----- Given information

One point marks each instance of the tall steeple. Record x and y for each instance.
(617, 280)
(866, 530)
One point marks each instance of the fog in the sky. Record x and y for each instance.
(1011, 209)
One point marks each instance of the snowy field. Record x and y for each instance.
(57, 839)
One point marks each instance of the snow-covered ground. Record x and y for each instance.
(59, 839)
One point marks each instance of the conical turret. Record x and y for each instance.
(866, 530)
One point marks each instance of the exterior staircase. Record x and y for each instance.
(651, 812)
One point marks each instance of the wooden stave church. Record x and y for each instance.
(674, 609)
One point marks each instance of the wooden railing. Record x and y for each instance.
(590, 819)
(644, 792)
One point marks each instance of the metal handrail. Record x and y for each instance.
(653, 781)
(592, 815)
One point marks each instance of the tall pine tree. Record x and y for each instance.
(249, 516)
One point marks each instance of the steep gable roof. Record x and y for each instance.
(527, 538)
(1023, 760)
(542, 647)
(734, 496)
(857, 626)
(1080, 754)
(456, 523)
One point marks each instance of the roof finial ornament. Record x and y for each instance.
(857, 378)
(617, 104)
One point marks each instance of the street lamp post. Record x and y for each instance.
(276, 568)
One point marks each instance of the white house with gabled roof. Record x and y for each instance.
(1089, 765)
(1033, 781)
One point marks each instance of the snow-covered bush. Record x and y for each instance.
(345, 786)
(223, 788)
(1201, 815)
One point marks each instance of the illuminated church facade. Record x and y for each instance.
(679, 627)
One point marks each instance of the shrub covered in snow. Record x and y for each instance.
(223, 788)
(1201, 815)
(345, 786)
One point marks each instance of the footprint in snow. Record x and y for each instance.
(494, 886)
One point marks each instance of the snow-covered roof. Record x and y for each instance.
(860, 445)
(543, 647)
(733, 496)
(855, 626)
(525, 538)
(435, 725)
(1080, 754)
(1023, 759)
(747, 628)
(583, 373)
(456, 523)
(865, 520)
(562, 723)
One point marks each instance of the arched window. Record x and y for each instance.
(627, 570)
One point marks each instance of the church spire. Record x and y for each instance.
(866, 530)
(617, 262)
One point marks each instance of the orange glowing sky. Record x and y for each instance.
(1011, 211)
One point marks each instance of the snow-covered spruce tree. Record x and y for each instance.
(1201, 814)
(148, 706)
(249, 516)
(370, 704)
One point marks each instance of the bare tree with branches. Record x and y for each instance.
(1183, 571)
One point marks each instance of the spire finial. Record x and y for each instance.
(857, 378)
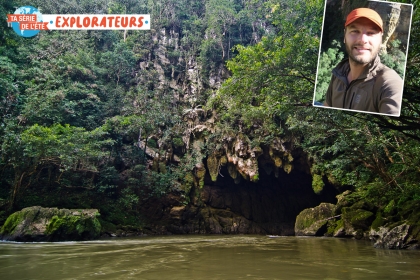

----------

Task to complete: Turn every item above into a numbered list, skipping blank lines and leaving out the pictures.

Result:
1. One point marks each instance of the tall steeple. Record x and y for each instance.
2. (617, 280)
3. (866, 530)
4. One point marks each instance of the fog in the sky. Record x and y for each instance.
5. (1011, 209)
6. One point marks each instance of the snowy field. Record x and y for each instance.
7. (57, 839)
8. One point marks each instance of the snow-covered ground. Record x and y for each instance.
9. (59, 839)
10. One point marks each instance of the conical turret. Record x and y for each instance.
11. (866, 530)
12. One point marks each instance of the exterior staircase. Record x and y for each instance.
13. (651, 812)
14. One point marks each instance of the wooden stave church. Record x and y for each instance.
15. (674, 609)
16. One point marks each instance of the wooden railing. Record x and y for each instance.
17. (590, 819)
18. (644, 792)
19. One point marks each instance of the metal handrail. Record x and y for each instance.
20. (653, 781)
21. (592, 815)
22. One point marks each instance of the tall pine tree. Record x and y for each instance.
23. (249, 516)
24. One point marks each instance of the steep gable roof. Record x and y for each instance.
25. (527, 538)
26. (1023, 760)
27. (542, 647)
28. (734, 496)
29. (857, 626)
30. (1080, 754)
31. (456, 523)
32. One point marks each instance of the roof finial ornament. Record x and y for each instance.
33. (857, 378)
34. (617, 104)
35. One point marks each instance of the street lamp post. Record x and y for each instance.
36. (276, 568)
37. One point marks each instance of the white house with gabled roof. Record x and y for each instance.
38. (1089, 765)
39. (1033, 781)
40. One point marks each instance of the snow-covered bush. Record x and y for each instance.
41. (345, 786)
42. (223, 788)
43. (1201, 815)
44. One point marks each instance of the illuminated church facade. Record x and y for each instance.
45. (679, 627)
46. One point marks each instance of the shrub covered in snow. Record x and y for each instance.
47. (223, 788)
48. (1201, 815)
49. (345, 786)
50. One point marks each instance of the footprint in snow. Record x and y for each instance.
51. (494, 886)
52. One point marks each instance of the snow-covered roof. Record x and y for each instance.
53. (860, 445)
54. (543, 647)
55. (733, 496)
56. (855, 626)
57. (525, 538)
58. (435, 725)
59. (1080, 754)
60. (1023, 759)
61. (747, 628)
62. (583, 373)
63. (456, 523)
64. (865, 520)
65. (562, 723)
66. One point marks each instance of the arched window. Record x and y for each instance.
67. (627, 570)
68. One point marks each instance of the church spire. Record x and y for each instance.
69. (866, 530)
70. (617, 262)
71. One point marks each instance of the orange glowing sky. Record x and y for each instance.
72. (1011, 211)
73. One point marks each instance of the snow-covered spruce tree. Record x and y for each instance.
74. (1201, 814)
75. (148, 706)
76. (249, 516)
77. (370, 704)
78. One point marks each instance of the bare tree with branches. Record x and y for each instance.
79. (1183, 571)
80. One point marks each instance of the spire finial. Record x and y for each instance.
81. (857, 378)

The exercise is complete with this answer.